*Work instruction A:* Check each statement against the book review: (i) Mrs. Curren's daughter left South Africa in 1976; (ii) the novel is set in 1990; (iii) the reviewer considers the two personal themes weaker than the other two. Answer yes or no for each and quote the words of the review that decide it.
*Work instruction B:* Pick up the book review after its final sentence and write the next part.

*Document section:*
***
Elizabeth Curren, a professor of classics in Cape Town, South Africa, is in the last stage of terminal cancer. She finds a homeless man, Mr. Vercueil, in the alley next to her garage. With her tacit approval, he kind of takes residence on her property. This is 1986, a dramatic time for South Africa, the time of burning townships and violent clashes between anti-apartheid fighters and the police aided by conservative activists. Mrs. Curren finds her domestic's son shot dead and a friend of his takes refuge in her house. Isolated from the harsh realities throughout her life, she discovers the true horrors of apartheid in her last weeks.

The novel, framed as a long letter to Mrs. Curren's daughter who escaped South Africa in 1976 and settled comfortably in the United States, has four central themes: the psychology of dying, the relationship between Mrs. Curren and the homeless man, the savagery caused by the apartheid system, and the juxtaposition of the wise reason of the old and the mindless fervor of the young.

The first two themes, the personal ones, are dealt with in an absolutely masterful way, typical for Mr. Coetzee. If the novel stopped there, I would need a six-star rating to give it justice. The two latter themes are different. The author vividly portrays the extreme drama of South Africa, yet I have some problems with the "paint-by-numbers" plot. The fourth theme, the young versus the old, emotion versus reason, feeling versus knowing, is largely conveyed through Mrs. Curren's monologues (since her conversation partner does not talk back), which makes the deep truths stated sound a little preachy. Still, Mrs. Curren is a classics professor, and speaking in perfectly complete paragraphs is what classics professors do best.
***
*Stored data entries:*

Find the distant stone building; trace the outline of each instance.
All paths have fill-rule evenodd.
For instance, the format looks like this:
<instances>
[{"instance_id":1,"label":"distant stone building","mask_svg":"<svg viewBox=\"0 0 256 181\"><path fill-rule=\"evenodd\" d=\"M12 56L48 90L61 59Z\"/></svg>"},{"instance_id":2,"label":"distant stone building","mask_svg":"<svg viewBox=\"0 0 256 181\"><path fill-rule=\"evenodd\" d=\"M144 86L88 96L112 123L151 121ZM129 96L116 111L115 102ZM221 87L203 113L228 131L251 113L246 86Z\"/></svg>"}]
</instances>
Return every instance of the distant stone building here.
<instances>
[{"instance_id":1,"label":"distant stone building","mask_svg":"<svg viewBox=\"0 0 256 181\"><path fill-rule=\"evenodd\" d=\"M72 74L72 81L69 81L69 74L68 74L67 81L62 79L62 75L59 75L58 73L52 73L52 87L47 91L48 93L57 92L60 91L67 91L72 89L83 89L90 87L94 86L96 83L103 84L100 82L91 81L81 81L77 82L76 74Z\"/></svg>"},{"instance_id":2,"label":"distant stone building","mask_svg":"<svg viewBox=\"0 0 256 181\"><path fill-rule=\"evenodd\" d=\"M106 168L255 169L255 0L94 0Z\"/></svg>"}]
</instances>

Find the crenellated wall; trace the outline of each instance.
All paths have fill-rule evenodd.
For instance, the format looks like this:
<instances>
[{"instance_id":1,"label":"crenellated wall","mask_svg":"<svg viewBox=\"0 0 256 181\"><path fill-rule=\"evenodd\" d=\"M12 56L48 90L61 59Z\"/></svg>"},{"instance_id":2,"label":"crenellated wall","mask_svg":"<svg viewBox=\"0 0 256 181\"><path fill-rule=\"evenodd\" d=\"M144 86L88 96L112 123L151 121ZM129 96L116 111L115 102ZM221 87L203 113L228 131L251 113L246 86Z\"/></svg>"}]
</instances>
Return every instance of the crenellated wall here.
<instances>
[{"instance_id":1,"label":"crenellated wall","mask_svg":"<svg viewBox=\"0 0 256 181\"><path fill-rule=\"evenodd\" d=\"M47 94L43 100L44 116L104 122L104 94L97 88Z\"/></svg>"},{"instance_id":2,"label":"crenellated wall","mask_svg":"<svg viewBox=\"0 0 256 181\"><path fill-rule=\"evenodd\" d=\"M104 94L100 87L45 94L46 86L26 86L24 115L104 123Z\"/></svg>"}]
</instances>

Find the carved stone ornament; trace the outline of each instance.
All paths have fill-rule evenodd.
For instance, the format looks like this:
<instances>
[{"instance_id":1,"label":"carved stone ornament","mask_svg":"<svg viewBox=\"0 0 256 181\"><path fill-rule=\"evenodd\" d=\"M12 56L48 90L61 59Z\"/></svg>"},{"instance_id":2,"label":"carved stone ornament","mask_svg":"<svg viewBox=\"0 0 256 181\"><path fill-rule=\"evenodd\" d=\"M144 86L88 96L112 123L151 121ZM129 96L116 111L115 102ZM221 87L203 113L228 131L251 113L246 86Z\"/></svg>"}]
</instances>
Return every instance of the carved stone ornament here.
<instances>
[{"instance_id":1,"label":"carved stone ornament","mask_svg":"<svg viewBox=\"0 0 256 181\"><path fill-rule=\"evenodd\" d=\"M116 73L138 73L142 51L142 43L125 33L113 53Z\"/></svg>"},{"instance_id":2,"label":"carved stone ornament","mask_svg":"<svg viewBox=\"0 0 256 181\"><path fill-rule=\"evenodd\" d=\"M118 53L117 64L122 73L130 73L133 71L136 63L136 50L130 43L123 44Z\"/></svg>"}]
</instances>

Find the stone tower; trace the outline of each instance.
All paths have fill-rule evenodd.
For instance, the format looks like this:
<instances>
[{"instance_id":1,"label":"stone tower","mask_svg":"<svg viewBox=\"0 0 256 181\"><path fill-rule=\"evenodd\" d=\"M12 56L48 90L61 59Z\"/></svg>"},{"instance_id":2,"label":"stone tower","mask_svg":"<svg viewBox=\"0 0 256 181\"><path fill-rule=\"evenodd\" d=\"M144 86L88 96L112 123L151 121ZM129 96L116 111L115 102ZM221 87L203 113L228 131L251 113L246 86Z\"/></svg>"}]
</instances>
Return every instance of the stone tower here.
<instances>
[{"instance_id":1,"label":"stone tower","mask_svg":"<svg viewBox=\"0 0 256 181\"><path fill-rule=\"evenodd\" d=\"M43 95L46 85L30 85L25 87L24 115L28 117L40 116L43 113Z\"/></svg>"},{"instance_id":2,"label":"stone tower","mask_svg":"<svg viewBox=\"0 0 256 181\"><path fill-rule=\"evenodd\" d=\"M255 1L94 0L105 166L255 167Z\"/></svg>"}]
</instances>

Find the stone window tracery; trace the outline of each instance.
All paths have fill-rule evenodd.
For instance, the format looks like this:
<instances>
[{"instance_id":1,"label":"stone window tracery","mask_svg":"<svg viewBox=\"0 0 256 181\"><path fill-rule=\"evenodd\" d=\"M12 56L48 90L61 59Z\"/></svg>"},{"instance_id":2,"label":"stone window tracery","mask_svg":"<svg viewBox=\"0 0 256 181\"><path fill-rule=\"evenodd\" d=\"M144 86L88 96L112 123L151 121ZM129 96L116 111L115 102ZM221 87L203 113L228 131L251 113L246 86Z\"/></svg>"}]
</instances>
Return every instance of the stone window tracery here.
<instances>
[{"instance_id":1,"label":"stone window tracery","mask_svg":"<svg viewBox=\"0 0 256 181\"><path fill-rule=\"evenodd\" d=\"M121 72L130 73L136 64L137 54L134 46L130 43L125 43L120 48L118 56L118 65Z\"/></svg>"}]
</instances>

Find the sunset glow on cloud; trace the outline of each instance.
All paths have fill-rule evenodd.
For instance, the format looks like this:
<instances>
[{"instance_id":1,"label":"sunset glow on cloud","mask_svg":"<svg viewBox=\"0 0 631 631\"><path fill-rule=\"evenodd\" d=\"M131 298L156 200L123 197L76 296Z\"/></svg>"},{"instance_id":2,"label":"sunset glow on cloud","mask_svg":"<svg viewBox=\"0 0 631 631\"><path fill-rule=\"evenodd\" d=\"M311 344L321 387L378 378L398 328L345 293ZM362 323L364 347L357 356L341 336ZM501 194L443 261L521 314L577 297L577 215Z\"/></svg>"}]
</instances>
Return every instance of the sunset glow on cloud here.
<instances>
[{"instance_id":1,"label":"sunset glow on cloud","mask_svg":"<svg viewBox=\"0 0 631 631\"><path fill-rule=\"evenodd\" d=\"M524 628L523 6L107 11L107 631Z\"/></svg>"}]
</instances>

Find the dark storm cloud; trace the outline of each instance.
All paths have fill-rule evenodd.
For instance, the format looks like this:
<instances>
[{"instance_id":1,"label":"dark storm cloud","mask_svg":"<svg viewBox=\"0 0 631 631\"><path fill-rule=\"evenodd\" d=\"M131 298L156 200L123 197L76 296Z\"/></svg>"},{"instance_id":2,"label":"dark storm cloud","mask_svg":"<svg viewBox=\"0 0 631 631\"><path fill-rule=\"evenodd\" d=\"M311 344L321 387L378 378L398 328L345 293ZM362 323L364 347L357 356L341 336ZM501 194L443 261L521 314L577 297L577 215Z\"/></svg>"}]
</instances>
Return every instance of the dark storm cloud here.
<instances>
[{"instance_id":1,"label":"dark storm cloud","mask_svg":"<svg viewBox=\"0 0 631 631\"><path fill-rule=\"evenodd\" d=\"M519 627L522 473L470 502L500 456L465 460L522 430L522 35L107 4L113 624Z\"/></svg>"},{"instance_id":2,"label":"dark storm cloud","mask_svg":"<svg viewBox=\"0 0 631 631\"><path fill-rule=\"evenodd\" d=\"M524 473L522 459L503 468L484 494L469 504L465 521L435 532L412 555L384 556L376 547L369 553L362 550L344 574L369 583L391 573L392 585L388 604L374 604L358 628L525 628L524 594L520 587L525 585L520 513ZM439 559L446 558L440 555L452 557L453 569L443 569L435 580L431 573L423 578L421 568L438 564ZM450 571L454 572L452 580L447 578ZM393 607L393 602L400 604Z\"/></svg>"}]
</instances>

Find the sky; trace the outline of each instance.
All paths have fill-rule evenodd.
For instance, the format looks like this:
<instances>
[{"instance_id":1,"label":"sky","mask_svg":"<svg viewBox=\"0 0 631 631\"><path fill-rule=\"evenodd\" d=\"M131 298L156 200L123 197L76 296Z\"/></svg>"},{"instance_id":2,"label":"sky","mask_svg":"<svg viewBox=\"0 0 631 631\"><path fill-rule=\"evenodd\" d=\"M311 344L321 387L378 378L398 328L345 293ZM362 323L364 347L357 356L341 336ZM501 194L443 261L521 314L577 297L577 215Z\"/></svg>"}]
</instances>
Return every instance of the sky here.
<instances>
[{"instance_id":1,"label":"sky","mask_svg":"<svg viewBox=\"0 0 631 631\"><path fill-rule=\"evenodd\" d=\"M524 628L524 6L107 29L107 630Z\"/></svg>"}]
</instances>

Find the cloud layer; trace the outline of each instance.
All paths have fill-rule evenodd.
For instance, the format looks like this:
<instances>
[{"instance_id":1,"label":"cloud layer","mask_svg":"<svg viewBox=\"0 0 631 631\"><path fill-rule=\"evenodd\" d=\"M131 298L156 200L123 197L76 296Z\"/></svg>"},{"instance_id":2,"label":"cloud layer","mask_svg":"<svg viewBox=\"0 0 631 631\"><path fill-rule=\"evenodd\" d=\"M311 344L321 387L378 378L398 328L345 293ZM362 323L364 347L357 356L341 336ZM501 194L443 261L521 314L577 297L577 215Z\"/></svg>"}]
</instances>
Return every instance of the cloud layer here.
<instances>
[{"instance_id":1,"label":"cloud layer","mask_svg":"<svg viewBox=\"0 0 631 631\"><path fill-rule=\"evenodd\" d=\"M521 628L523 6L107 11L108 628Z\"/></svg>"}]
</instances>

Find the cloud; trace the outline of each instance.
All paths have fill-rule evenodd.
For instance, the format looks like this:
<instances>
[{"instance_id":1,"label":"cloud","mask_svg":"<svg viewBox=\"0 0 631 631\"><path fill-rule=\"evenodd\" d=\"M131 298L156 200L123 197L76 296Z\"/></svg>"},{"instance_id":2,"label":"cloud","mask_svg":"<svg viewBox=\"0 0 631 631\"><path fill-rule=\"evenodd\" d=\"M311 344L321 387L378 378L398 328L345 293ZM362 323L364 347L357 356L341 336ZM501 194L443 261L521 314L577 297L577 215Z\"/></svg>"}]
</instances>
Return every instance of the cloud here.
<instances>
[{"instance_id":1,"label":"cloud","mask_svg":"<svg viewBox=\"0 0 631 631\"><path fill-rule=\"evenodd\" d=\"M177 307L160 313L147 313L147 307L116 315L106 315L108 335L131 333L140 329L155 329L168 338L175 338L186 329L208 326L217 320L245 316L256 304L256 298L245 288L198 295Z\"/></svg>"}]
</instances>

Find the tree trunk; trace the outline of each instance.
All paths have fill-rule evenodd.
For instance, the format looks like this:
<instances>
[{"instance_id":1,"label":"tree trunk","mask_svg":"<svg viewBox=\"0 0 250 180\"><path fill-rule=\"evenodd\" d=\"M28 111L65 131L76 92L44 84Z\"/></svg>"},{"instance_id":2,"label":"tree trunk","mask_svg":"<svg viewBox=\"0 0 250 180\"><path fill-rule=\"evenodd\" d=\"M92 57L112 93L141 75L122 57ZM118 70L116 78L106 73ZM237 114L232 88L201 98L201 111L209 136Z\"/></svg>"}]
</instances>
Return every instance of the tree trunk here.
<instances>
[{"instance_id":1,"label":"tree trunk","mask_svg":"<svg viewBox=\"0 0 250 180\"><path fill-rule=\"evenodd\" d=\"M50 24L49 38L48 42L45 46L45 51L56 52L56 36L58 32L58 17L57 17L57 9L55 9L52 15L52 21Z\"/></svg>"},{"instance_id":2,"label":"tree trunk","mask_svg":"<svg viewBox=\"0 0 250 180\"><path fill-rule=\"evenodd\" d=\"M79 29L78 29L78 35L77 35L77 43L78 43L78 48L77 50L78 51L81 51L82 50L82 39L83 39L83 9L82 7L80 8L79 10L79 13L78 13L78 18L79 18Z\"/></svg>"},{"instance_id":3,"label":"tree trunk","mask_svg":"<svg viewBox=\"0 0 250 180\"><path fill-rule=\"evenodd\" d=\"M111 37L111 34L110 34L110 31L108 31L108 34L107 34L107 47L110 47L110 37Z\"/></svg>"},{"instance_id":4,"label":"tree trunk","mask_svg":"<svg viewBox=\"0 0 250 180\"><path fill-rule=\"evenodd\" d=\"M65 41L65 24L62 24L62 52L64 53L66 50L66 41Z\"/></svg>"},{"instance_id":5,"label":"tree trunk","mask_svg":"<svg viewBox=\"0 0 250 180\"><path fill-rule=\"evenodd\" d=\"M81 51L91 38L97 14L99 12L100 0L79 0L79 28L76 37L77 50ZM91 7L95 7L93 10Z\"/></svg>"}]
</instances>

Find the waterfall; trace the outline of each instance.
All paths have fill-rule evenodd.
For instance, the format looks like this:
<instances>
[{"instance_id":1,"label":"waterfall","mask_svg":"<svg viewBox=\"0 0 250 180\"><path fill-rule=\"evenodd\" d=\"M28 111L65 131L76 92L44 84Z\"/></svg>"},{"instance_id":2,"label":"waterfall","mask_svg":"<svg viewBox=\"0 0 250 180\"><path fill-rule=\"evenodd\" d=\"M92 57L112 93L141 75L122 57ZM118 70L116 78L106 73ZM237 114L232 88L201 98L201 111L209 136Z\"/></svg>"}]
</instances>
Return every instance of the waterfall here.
***
*Exercise response A:*
(i) Yes: "escaped South Africa in 1976"
(ii) No: "This is 1986"
(iii) No: "The first two themes, the personal ones, are dealt with in an absolutely masterful way"

*Exercise response B:*
"Age of Iron" is an extremely dark book, even darker than Mr. Coetzee's other works. The heavy darkness is needed here, though. How else could one deal with impending death and with massive degradation of one's fellow human beings? Yet it is in no way a depressing novel. Mrs. Curren's involvement with anti-apartheid movement moves her thoughts away from the terrifying prospect of soon not existing any more. Helping others adds meaning to her ending life. Also, there is a beautifully captured fleeting moment of hope late in the novel and the last passages, despite death being near, are wonderfully uplifting.

Even with its weaknesses "Age of Iron" is a great book. The average of six stars for the first two themes and three stars for the latter two is

Four and a half stars.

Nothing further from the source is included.